Short exercise -
Report each line in the records below that contains the string "person", copying every such line in full.

Pointing records
------------------------------------------------

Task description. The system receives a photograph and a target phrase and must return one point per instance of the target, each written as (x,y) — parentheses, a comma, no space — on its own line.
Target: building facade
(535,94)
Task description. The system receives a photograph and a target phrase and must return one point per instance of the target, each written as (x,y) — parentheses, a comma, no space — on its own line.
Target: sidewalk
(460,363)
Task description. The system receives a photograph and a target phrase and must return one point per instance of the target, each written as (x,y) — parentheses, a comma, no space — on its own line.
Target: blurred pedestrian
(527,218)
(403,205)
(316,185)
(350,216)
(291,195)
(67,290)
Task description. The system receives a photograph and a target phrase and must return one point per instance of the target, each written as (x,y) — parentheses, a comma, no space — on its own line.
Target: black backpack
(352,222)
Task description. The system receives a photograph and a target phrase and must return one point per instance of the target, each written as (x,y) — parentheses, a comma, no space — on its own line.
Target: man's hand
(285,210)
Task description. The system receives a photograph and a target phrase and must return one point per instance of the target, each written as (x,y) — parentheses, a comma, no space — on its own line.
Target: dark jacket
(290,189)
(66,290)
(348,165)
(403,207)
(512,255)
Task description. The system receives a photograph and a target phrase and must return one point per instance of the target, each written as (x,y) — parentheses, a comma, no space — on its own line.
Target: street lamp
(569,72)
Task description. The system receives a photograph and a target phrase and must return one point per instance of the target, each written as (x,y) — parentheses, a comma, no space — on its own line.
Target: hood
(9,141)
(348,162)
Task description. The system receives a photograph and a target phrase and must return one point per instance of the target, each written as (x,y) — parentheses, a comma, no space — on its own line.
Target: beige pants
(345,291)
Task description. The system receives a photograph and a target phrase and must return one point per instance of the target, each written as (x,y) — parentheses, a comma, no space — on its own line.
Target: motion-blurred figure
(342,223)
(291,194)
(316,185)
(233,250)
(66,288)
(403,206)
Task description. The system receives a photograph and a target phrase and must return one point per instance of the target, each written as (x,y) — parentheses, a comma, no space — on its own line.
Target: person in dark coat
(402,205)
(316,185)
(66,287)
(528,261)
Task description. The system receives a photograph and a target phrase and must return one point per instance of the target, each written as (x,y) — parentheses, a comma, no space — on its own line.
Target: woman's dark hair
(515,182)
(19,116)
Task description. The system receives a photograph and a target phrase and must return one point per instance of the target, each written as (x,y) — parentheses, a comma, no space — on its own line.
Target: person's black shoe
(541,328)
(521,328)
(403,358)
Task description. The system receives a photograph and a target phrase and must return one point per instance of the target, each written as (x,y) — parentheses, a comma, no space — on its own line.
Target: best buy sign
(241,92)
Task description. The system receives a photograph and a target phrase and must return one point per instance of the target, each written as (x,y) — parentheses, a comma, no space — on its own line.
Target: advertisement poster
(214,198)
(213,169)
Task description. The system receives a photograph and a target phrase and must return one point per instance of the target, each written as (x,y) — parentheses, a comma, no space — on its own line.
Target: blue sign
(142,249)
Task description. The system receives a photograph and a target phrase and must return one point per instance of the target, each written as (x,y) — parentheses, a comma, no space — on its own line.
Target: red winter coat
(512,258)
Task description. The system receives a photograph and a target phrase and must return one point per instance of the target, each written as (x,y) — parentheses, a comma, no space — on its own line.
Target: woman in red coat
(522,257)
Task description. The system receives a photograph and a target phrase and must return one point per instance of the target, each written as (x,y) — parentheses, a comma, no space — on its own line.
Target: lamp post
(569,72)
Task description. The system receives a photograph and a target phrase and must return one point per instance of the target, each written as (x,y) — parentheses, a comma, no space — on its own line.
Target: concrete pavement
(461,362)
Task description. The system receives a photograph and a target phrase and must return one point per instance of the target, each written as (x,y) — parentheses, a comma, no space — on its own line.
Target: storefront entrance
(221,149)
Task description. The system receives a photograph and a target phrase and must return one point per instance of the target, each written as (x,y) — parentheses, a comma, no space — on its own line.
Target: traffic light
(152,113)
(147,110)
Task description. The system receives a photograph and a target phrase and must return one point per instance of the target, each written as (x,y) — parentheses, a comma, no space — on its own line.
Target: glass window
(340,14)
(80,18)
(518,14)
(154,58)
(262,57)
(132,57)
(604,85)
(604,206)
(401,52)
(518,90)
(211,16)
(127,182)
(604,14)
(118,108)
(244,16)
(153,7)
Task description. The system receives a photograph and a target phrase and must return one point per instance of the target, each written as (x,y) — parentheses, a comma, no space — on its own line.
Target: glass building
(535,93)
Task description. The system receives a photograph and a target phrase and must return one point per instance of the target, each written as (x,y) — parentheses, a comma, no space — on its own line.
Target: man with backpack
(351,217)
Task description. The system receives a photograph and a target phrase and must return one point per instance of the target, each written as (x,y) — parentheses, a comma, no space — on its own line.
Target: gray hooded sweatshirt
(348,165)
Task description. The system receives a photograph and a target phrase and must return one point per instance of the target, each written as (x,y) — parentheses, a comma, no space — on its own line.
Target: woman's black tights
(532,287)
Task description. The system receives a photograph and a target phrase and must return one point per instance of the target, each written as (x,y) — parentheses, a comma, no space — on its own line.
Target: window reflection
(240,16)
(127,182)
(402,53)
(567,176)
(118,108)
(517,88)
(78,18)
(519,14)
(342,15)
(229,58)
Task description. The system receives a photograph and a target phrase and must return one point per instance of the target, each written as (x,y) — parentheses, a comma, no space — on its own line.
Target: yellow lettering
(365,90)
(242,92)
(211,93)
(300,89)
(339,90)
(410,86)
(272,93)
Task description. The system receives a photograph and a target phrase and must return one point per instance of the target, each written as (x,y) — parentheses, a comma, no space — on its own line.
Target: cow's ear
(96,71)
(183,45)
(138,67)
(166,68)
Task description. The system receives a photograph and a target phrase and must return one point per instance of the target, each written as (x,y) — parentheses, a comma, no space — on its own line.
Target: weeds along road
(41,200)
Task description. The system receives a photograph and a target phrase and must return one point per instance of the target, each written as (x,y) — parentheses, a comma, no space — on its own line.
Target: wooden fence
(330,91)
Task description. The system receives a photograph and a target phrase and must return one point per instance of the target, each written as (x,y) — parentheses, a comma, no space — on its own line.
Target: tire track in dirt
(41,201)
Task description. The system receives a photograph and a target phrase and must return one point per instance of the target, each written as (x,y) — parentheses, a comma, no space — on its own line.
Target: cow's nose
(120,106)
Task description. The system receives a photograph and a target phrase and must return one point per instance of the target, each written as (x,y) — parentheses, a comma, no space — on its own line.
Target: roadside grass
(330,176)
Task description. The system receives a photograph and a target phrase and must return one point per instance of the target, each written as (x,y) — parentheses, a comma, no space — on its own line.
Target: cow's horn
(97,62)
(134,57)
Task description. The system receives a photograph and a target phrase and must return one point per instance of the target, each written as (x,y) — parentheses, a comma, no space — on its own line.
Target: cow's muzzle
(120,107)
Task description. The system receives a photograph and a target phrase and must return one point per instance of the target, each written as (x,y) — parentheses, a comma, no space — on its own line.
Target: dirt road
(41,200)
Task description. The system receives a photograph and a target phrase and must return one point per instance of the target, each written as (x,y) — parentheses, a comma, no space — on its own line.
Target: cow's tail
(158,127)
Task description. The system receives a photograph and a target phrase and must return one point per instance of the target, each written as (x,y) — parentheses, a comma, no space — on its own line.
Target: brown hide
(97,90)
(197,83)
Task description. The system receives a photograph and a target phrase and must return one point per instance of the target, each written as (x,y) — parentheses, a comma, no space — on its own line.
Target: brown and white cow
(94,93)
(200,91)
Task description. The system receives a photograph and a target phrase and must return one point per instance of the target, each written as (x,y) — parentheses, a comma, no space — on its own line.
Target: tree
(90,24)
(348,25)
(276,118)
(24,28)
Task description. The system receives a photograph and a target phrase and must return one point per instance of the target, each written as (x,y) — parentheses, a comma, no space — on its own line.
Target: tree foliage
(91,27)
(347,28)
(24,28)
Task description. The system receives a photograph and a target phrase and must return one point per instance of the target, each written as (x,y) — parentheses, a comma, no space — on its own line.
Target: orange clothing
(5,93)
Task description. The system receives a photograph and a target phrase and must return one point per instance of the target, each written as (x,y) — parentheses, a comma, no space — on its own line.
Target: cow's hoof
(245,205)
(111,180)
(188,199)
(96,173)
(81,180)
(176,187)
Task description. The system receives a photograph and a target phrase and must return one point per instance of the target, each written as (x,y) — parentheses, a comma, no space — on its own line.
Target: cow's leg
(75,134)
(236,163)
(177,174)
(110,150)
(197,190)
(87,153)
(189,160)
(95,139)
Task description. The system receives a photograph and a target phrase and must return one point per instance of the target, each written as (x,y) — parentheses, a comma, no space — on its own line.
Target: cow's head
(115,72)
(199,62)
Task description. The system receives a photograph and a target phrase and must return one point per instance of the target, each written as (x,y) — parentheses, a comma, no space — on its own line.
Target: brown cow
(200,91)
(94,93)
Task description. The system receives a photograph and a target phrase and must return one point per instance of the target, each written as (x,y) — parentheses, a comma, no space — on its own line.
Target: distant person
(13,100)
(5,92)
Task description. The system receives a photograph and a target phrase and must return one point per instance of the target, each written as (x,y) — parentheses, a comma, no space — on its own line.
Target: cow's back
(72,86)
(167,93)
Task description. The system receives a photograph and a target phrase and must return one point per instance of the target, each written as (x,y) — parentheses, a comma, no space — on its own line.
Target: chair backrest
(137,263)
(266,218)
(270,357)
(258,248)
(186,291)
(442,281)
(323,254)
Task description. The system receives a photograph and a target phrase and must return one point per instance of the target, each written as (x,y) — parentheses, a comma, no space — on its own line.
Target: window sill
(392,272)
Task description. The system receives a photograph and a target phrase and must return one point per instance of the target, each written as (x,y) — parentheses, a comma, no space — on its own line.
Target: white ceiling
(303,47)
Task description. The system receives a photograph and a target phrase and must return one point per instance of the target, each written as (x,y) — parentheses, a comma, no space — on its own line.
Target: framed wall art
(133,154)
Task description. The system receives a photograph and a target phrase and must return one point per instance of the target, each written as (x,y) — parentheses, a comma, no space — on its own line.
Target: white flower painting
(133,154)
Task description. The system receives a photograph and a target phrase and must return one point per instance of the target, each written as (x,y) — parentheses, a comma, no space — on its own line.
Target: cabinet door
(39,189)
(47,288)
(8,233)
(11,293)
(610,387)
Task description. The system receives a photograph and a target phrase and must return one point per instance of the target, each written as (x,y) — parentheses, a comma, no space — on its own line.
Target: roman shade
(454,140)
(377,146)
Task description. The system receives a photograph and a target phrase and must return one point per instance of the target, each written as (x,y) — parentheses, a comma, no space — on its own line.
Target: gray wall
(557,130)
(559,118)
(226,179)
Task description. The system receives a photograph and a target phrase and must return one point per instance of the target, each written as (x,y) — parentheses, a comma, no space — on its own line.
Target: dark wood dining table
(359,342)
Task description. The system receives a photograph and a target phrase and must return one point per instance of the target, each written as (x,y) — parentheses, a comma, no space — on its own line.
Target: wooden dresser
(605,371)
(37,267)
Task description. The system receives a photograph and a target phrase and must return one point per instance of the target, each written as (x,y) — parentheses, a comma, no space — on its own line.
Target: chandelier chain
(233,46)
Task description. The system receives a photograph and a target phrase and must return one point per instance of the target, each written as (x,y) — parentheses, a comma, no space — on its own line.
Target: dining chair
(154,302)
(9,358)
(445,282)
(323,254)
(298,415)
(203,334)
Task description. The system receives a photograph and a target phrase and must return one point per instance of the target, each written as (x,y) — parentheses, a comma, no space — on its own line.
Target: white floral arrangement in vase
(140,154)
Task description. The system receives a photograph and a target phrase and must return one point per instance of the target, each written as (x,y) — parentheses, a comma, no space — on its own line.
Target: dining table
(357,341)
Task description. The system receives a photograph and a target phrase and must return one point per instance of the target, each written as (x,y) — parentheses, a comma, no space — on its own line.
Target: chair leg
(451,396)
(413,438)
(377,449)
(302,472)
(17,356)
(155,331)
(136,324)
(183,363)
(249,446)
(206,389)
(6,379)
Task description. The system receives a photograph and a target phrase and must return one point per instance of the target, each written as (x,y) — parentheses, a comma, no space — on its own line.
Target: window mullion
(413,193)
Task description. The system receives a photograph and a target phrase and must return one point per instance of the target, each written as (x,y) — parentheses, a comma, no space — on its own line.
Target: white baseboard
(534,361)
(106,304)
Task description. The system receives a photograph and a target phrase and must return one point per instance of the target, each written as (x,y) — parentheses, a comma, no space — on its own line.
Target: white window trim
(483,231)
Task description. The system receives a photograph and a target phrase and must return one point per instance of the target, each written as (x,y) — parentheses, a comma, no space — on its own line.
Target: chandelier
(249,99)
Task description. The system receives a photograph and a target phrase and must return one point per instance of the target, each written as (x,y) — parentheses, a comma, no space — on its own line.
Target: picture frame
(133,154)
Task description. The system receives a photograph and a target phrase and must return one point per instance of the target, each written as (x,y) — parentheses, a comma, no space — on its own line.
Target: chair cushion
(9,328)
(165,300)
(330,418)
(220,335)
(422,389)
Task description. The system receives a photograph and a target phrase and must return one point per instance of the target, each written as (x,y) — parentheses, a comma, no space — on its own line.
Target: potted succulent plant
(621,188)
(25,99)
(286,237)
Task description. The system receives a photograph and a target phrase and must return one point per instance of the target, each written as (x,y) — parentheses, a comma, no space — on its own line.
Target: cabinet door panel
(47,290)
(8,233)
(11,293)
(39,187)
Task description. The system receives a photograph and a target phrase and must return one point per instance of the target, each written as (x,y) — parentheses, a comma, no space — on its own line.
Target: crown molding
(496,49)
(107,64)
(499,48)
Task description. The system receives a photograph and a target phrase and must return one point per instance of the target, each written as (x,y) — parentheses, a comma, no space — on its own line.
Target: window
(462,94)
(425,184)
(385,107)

------------------------------------------------

Result -
Target: person in dark coat
Target: person's black shoe
Target: distant person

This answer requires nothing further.